# RECORDS PROVIDED
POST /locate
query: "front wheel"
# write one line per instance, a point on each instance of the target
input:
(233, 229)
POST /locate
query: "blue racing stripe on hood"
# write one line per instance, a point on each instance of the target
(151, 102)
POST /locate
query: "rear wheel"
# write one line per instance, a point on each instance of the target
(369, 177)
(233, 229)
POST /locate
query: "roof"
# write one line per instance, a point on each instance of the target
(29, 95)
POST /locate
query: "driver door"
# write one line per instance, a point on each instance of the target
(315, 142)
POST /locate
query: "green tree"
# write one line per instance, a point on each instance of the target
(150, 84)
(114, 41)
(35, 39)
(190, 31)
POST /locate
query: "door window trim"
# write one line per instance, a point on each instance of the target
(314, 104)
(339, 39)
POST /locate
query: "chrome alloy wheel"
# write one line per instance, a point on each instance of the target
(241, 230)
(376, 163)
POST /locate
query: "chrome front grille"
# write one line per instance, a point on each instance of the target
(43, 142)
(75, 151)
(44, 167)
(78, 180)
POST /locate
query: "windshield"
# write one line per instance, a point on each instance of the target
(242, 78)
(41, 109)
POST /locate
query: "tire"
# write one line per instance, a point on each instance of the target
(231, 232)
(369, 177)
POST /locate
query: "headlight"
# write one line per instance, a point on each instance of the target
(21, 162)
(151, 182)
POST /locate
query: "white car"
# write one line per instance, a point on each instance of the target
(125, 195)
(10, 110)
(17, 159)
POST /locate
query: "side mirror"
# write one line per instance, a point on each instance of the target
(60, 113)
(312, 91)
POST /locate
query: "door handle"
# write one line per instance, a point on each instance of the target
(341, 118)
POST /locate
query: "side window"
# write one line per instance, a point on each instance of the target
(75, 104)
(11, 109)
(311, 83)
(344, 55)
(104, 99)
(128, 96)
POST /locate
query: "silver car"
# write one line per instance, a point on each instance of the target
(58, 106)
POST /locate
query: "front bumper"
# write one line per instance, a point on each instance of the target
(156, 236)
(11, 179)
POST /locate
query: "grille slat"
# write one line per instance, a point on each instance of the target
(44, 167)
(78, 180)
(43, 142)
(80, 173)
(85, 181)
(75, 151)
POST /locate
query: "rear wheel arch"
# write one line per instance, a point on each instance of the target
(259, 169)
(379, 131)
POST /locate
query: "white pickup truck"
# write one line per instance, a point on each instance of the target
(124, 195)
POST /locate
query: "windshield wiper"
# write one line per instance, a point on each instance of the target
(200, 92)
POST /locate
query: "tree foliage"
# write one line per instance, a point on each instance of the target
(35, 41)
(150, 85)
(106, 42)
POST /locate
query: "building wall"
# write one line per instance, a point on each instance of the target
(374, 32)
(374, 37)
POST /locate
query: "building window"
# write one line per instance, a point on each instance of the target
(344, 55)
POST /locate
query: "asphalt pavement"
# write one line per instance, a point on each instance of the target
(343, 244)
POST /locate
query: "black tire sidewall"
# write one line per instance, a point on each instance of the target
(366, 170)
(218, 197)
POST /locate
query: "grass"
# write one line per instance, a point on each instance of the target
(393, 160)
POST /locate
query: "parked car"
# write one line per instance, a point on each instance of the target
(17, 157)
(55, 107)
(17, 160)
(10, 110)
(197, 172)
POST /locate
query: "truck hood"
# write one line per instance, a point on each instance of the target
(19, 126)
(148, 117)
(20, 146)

# WHAT YOU HAVE TO DO
Write out every entry again exactly, please, with nothing missing.

# FINAL RESULT
POST /locate
query: "front wheel"
# write one line per instance, a point on each instance of the target
input:
(233, 229)
POST /locate
query: "blue racing stripe on hood"
# write one line per instance, a point on each instance of the target
(151, 102)
POST /locate
query: "rear wheel"
# write one line per instance, a point on each instance of the target
(369, 177)
(233, 229)
POST /locate
query: "roof"
# write one line per instance, a point on each instance of the target
(29, 95)
POST /locate
query: "driver door"
# write one line per instance, a point on each instance of the target
(315, 142)
POST /locate
query: "green tree"
# write one line per instance, a point on each instance of the target
(150, 84)
(114, 41)
(35, 39)
(190, 31)
POST /locate
query: "door window trim"
# write one line per instance, a point on each instance of the target
(314, 104)
(339, 39)
POST /locate
query: "chrome alloy wheel"
# write one line per instance, a point on each instance of the target
(241, 230)
(376, 163)
POST /locate
query: "chrome front grille"
# write one line per instance, a point on each instance of the target
(43, 142)
(75, 151)
(44, 167)
(78, 180)
POST /locate
query: "windshield"
# write one line per instance, a point on each instance of the target
(242, 78)
(41, 109)
POST /locate
query: "tire"
# write one line per instance, a point on each instance of the target
(231, 232)
(369, 177)
POST /locate
query: "headlight"
# write one line per instance, a point on each instance of the target
(21, 162)
(151, 182)
POST /locate
query: "white car"
# write one line per instance, a point on each instance of the target
(125, 195)
(10, 110)
(17, 159)
POST /locate
query: "side mirror"
# write one line per instance, a point on each instance of the target
(60, 113)
(312, 91)
POST /locate
query: "door handle"
# write one line per instance, a point on each instance of the target
(341, 118)
POST /locate
query: "side window"
# write one line per instance, a point on each instance of the target
(75, 104)
(11, 109)
(311, 83)
(344, 55)
(104, 99)
(128, 96)
POST /locate
query: "silver car"
# write one line per instance, a point on each instance of the target
(58, 106)
POST /locate
query: "front bumper"
# write one line per instance, a point on each instance of the target
(156, 236)
(11, 179)
POST /locate
query: "grille slat"
# write one line per instance, a point on each instance of the target
(44, 167)
(78, 180)
(43, 142)
(80, 173)
(85, 181)
(75, 151)
POST /locate
query: "rear wheel arch"
# write one line per instance, a point on each instance of the target
(259, 169)
(379, 131)
POST /locate
query: "white pickup truck"
# write one line per instance, a point on each instance of the target
(124, 195)
POST /locate
query: "windshield wiper"
# write one line per instance, a point on each instance of the target
(200, 92)
POST /locate
query: "tree foliage"
# write one line per instance, a point on each instance of the target
(35, 41)
(150, 85)
(106, 42)
POST /locate
query: "building wall"
# write one line per instance, a point on each instance of the target
(374, 32)
(374, 37)
POST /locate
query: "building window"
# write one line per instance, a point on each instance of the target
(344, 55)
POST /locate
query: "asphalt pavement"
# write one line per instance, a point on each instance of the target
(343, 244)
POST /locate
query: "black tire sidewall"
# write one line per instance, a point on each instance of the target
(366, 170)
(218, 197)
POST /locate
query: "grass"
# write one line per instance, a point on each instance of the target
(393, 160)
POST /locate
query: "parked car"
# write one line per instance, a point on each instance of the target
(17, 157)
(55, 107)
(17, 160)
(10, 110)
(197, 172)
POST /locate
query: "truck hood"
# write one line per instance, a point on each instance of the target
(19, 126)
(148, 117)
(20, 146)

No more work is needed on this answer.